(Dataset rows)
::::::::
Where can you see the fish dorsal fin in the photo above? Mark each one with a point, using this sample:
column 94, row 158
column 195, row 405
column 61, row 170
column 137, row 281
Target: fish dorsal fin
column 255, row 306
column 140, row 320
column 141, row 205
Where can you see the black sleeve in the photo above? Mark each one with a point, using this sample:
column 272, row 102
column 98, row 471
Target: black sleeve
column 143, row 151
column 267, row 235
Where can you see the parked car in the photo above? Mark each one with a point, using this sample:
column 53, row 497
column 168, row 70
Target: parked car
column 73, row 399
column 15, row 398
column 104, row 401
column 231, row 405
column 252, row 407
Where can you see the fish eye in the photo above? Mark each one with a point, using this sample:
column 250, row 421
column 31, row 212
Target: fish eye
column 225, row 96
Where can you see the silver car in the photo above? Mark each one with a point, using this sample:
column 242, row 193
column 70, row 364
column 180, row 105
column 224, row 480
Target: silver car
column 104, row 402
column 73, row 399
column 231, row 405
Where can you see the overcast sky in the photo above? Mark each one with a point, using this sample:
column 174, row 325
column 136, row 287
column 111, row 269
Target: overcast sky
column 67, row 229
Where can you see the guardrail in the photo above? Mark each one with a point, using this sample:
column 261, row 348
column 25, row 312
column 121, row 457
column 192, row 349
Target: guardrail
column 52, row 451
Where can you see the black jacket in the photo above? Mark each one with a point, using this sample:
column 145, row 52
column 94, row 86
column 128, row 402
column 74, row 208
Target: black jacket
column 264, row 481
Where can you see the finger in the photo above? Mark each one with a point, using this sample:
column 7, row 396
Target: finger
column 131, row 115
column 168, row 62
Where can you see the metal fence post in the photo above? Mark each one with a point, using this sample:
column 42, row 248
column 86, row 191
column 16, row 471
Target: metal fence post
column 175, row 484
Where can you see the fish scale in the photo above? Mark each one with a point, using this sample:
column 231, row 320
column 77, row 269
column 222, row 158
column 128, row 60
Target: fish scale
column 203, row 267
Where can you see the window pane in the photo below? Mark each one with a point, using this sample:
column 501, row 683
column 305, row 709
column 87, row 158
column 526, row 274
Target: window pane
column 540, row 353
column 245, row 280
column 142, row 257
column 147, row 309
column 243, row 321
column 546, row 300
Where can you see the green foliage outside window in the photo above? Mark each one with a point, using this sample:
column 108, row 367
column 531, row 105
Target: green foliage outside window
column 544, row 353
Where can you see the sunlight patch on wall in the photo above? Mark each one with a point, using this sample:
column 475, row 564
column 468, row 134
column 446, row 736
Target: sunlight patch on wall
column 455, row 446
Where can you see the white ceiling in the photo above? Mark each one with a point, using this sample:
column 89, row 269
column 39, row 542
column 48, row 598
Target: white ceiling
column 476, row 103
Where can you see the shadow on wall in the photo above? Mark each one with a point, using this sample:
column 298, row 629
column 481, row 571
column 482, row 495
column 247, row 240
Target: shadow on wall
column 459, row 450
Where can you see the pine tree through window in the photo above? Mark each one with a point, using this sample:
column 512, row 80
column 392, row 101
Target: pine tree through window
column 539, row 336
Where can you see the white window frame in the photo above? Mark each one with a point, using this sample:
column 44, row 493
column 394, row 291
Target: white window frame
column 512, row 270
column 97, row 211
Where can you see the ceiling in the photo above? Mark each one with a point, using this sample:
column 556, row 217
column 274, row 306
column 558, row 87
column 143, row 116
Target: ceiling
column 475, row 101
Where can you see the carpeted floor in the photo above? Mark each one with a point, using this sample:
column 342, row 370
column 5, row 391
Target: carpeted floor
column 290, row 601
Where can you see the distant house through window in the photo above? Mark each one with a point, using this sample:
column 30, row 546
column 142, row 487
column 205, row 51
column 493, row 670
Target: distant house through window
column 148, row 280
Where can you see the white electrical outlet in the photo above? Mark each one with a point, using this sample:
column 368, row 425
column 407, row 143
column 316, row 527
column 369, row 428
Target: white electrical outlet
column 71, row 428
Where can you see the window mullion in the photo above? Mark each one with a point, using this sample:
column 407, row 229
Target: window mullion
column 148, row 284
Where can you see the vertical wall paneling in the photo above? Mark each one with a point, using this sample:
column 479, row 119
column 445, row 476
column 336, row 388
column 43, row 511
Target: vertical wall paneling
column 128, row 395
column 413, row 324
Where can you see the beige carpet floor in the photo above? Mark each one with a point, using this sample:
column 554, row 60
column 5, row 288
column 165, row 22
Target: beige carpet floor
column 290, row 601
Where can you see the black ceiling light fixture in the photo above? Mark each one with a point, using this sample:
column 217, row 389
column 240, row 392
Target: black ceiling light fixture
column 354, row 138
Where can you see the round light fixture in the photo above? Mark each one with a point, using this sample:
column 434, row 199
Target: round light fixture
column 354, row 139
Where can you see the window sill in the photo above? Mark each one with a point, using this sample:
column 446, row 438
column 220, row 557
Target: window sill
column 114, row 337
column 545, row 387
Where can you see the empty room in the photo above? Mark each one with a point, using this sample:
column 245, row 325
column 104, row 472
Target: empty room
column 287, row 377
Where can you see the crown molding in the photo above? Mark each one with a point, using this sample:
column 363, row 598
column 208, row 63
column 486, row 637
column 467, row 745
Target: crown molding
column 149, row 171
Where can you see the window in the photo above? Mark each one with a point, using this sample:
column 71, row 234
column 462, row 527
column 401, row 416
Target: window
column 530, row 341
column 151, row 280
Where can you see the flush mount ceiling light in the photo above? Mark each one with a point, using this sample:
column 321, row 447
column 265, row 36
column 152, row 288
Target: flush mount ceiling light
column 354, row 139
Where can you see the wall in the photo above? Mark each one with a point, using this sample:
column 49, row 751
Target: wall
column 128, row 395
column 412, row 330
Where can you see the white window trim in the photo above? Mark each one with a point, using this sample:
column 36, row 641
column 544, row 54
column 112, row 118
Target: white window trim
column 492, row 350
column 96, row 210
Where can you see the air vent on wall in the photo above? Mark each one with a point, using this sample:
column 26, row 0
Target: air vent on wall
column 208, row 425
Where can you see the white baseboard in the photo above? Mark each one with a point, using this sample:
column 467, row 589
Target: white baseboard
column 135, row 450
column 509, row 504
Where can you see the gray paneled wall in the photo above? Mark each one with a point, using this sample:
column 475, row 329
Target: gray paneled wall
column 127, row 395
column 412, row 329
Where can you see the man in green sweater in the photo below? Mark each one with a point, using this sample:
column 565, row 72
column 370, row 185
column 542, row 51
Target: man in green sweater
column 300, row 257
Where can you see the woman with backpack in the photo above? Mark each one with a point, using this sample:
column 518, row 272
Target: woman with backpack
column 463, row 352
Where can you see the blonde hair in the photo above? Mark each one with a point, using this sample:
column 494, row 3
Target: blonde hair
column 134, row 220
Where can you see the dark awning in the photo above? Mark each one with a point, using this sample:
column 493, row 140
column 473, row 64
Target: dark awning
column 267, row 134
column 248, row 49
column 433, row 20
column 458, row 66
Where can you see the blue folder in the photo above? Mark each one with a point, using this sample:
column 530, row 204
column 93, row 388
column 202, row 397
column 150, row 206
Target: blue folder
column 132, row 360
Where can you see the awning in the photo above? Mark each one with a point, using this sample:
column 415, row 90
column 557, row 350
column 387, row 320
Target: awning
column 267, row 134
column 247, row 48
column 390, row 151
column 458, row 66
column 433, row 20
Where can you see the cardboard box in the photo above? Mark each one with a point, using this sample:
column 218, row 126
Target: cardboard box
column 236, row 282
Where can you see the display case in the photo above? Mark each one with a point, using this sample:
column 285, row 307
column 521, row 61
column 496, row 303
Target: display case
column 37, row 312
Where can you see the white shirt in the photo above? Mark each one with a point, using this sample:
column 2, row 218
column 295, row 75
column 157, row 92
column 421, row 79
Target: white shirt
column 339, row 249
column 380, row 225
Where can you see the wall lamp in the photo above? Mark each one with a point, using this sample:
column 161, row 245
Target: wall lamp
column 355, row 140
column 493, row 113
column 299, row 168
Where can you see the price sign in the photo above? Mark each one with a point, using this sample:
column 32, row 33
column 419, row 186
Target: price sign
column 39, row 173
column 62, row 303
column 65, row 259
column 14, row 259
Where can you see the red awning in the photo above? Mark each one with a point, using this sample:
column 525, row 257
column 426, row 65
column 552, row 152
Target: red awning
::::::::
Task statement: Each line from the one containing "Where can you see the white shirt" to the end of the records should be echoed exactly, and no other line.

Exercise response:
Where can you see the white shirt in the photo above? Mark each one with a point, using this sample:
column 2, row 218
column 295, row 75
column 157, row 92
column 421, row 79
Target: white shirt
column 339, row 249
column 380, row 225
Where can you see the wall lamp in the photo above? Mark each one with a point, using this sample:
column 161, row 245
Target: wall lamp
column 355, row 140
column 493, row 113
column 299, row 168
Where can you see the price sign in the photo above? Mark each one with a point, using this sample:
column 32, row 33
column 419, row 186
Target: price sign
column 39, row 173
column 62, row 303
column 65, row 259
column 14, row 259
Where can you see the red awning in the photo above? Mark each one with a point, using this sample:
column 525, row 257
column 426, row 65
column 552, row 152
Target: red awning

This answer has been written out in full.